Keeping top talent was listed as a top five issue for almost every size firm in the 2017 PCPS CPA Firms Top Issue Survey released earlier this year by the AICPA Private Companies Practice Section. Talent retention also is a strategic imperative for almost every firm I encounter. Still, firm leaders continue to engage in behaviors that cause future leaders to feel fear and doubt about a future in public accounting. This article explores eight things firms do that future leaders really dislike and some things to consider doing instead.
If you want to scare your future leaders away, keep:
- Resisting change: Future leaders are sure their firm could be better. Their ideas for change include implementing lean processes, leveraging new technologies, supporting remote work, offering clients a truly digital experience, and more. If you want to engage, excite, and retain future leaders ask for their top three ideas for change. Empower them to implement those ideas and then get out of the way.
- Making partnership look like hardship: Ever heard one of the following at your firm: "This was my hardest tax season in 32 years" or "I've worked more hours in the last year than I can ever remember." Partners sometimes make the mistake of focusing on the negative, telling war stories, and pulling out their "red badge of courage" for all that they are sacrificing. While you don't want to hide the truth about the challenges of ownership or flaws in the current busy season business model, focusing too much on the problems can scare aware your future leaders. If you are experiencing these negative things, see my first suggestion and ask your future leaders to generate and implement ideas for change.
- Minimizing the money: The INSIDE Public Accounting 2017 National Benchmarking Report found that average partner compensation (across all size firms) was $456,043. While many firm partners earn well below this, it is a benchmark to which future partners can aspire. And yet many firm partners "poor-mouth" the financial rewards of partnership. This is a serious mistake, given the importance of compensation as a decision factor for future leaders. Instead, increase your firm's transparency around financial performance and share your average partner earnings and/or other statistics that make the financial benefits clear. If you aren't able to do this because your firm is not performing well, go back to pitfall No. 1 and stop resisting change.

- What you need to do: Extend the article on what drives future leaders away from CPA firms, picking up right after its final sentence. The entries play no part in this work.

- Information shown:

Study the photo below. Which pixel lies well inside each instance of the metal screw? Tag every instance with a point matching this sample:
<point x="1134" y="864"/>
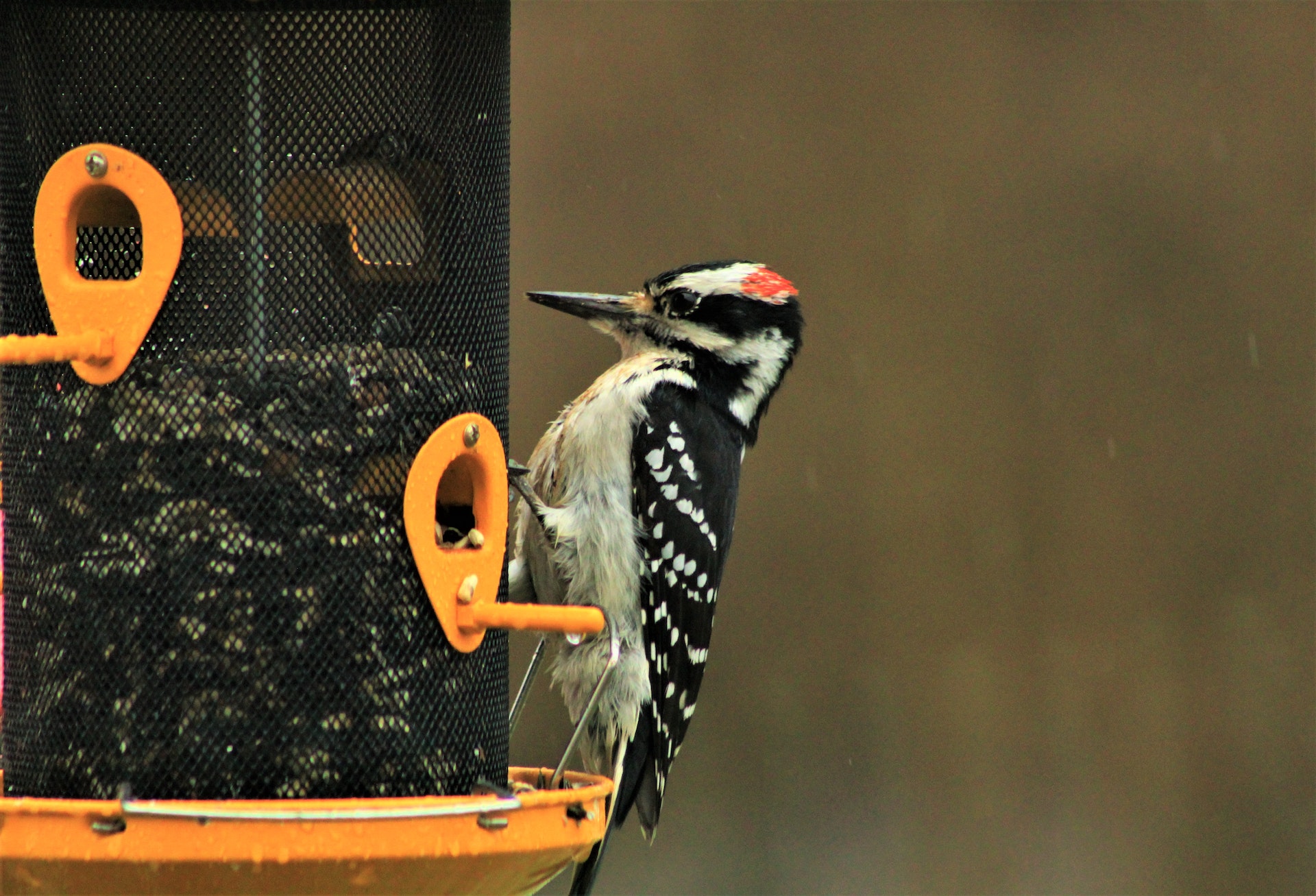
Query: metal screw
<point x="97" y="163"/>
<point x="466" y="592"/>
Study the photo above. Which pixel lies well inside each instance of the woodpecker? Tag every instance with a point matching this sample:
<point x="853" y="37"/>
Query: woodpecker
<point x="631" y="500"/>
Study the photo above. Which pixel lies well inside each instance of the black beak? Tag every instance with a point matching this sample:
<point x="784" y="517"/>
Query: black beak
<point x="590" y="306"/>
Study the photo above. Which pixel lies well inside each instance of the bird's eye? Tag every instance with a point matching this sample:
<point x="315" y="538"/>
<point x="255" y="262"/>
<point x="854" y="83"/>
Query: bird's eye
<point x="681" y="302"/>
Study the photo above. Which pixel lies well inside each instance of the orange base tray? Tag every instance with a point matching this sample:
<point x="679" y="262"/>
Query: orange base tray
<point x="315" y="847"/>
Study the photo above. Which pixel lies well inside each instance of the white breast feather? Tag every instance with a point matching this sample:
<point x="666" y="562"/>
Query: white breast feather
<point x="582" y="470"/>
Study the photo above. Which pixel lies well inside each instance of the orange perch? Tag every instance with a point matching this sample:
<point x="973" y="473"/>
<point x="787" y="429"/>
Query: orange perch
<point x="568" y="620"/>
<point x="93" y="348"/>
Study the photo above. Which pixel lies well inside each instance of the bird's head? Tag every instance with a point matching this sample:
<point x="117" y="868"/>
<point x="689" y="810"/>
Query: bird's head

- Solved problem:
- Infighting: Your team members know when there's tension between partners or when the partner group is not aligned. When you disparage your fellow partners, future leaders wonder how much joy or appreciation they'll experience when they join your ranks. Infighting usually slows change and is destructive to overall firm performance. If you have unity issues at the partner table, consider these strategies to resolve them.
- Being a victim: When you endure a dysfunctional partner or team member and act as if you have no power to change the situation, it is disheartening to your whole team—and especially to your future leaders. Why would they want to be an owner in a firm with this kind of "unsolvable" problem? Dysfunctional behavior is demoralizing and de-energizing to your people and clients. Quit standing by helplessly and drive behavioral change using these ideas.
- Complaining about your firm's buyout: Be careful whom you tell that your firm's buyout or deferred compensation is "too rich" to be affordable or "not rich enough" to be worth it. If you're telling this to future leaders, why would they want to participate? If your firm's buy/sell or deferred compensation needs an overhaul, engage a consultant to renegotiate and avoid hallway chatter about the process until it is resolved.
- Acting like you might sell: I am amazed by this one! If your firm is considering a merger of equals or a merger "up" into a larger firm, talking about it before you are 100% certain serves only to destabilize your asset and cause fear in your ranks. Why would a future leader, especially one with potential job offers waiting, hang around while you guys figure it out? Don't hypothesize, joke, or hint at merging. Create a clear vision for your firm's future and execute on it. If it includes a merger, bring your future leaders into that strategy discussion at the right time—but not before it's fully baked and you have a clear idea of how the move will benefit them.
- Remaining silent about the path to partner and timing: Future leaders want to know! What is the potential timing of my next promotion? How far away am I from partner? What, specifically, do I need to achieve in results to reach the next level? Staying silent because you're not certain, or you're afraid the timing is too far off, is a mistake. Sit down with your bright future leaders and find out what they most want from their careers. Ask them these questions. Share with them these answers. Make sure your silence doesn't cause them to make alternative plans to work somewhere else.
Unfortunately, this is not a hypothetical list of unattractive behaviors. I see these every day, and future leaders cite them when they tell me their plans to move on. Stop repelling your future leaders and then start engaging them. Before it's too late.
Jennifer Wilson is a partner and co-founder of ConvergenceCoaching LLC, a leadership and management consulting and coaching firm that helps leaders achieve success. Learn more about the company and its services at convergencecoaching.com.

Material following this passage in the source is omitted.